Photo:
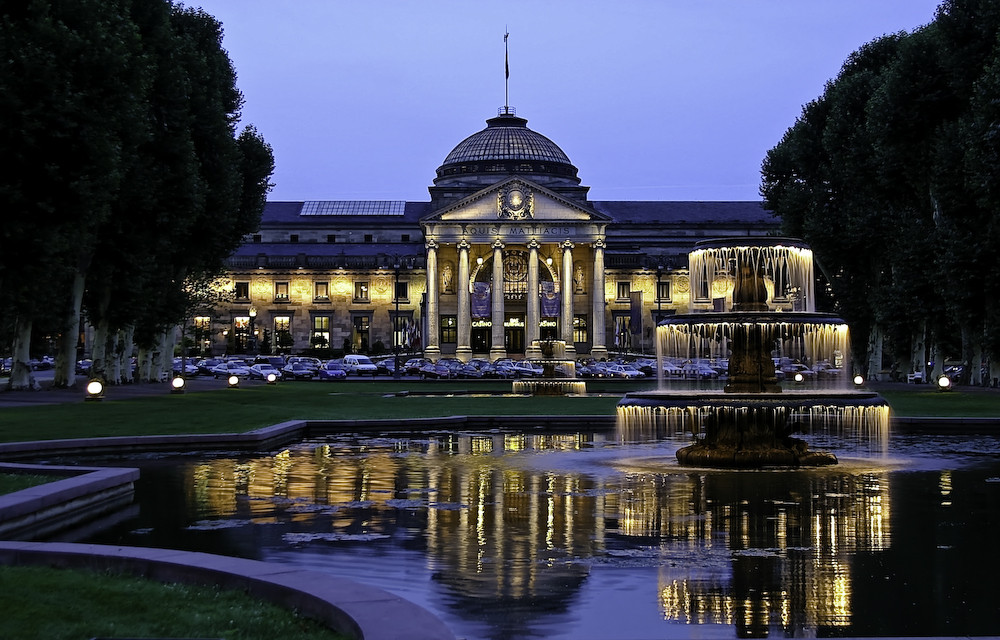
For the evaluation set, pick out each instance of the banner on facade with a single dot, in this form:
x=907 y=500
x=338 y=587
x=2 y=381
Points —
x=482 y=301
x=635 y=312
x=549 y=298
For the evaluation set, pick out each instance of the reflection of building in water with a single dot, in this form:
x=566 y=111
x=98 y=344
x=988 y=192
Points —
x=792 y=544
x=758 y=550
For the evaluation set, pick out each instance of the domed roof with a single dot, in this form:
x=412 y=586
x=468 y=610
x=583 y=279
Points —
x=506 y=138
x=506 y=146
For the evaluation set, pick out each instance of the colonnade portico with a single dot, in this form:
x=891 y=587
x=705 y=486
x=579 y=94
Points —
x=491 y=260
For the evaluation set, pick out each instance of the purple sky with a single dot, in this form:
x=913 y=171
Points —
x=651 y=100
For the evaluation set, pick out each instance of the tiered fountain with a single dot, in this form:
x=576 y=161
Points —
x=767 y=287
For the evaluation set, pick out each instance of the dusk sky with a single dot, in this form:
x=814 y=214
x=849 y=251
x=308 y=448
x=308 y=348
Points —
x=651 y=100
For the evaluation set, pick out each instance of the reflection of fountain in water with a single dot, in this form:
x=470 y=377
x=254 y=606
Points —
x=768 y=288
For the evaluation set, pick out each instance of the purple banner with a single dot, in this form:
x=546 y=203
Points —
x=481 y=301
x=550 y=299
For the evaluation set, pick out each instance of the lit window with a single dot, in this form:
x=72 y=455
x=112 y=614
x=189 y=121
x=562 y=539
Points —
x=322 y=291
x=242 y=291
x=402 y=291
x=449 y=329
x=281 y=292
x=361 y=291
x=624 y=290
x=663 y=291
x=320 y=338
x=580 y=328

════════

**Goal of the exercise**
With the pictures omitted, reproduce the records in full and exactly.

**Completed task**
Photo:
For the evaluation set, pick out each instance of the banner on facade with a single dot, in this form:
x=907 y=500
x=338 y=587
x=2 y=381
Points —
x=482 y=301
x=635 y=312
x=549 y=298
For the evaluation set, pick out each instance of the reflection of building in water with a single dot, in this form:
x=566 y=111
x=98 y=344
x=988 y=192
Points —
x=792 y=544
x=758 y=550
For the evaluation set, pick out each instance of the domed roof with a single dot, in this form:
x=412 y=586
x=468 y=610
x=583 y=279
Points —
x=506 y=138
x=506 y=146
For the evaluation set, pick out each instance of the colonnade portico with a single dot, in this form:
x=891 y=587
x=705 y=486
x=579 y=94
Points —
x=491 y=260
For the evaluation set, pick out each instance of the purple sky with a single dot, in this form:
x=913 y=171
Points —
x=651 y=100
For the evaluation set, pick out each instance of the tiered fountain with a single dot, in this form:
x=576 y=161
Points —
x=767 y=287
For the evaluation set, pick out each instance of the dusk sky with a single dot, in this form:
x=814 y=214
x=849 y=251
x=308 y=448
x=308 y=348
Points —
x=651 y=100
For the evaluation set, pick out each instance of the reflection of fountain in water with a single dot, in this form:
x=470 y=377
x=254 y=606
Points —
x=768 y=288
For the evaluation set, pick out each instance of the purple banner with a single dot, in this form:
x=546 y=203
Points —
x=481 y=301
x=550 y=299
For the evaluation set, pick out each instance of the lit window with a single dot, in this form:
x=72 y=455
x=112 y=614
x=189 y=121
x=562 y=539
Points —
x=322 y=291
x=242 y=291
x=402 y=291
x=449 y=329
x=281 y=292
x=361 y=291
x=624 y=290
x=663 y=291
x=320 y=338
x=580 y=328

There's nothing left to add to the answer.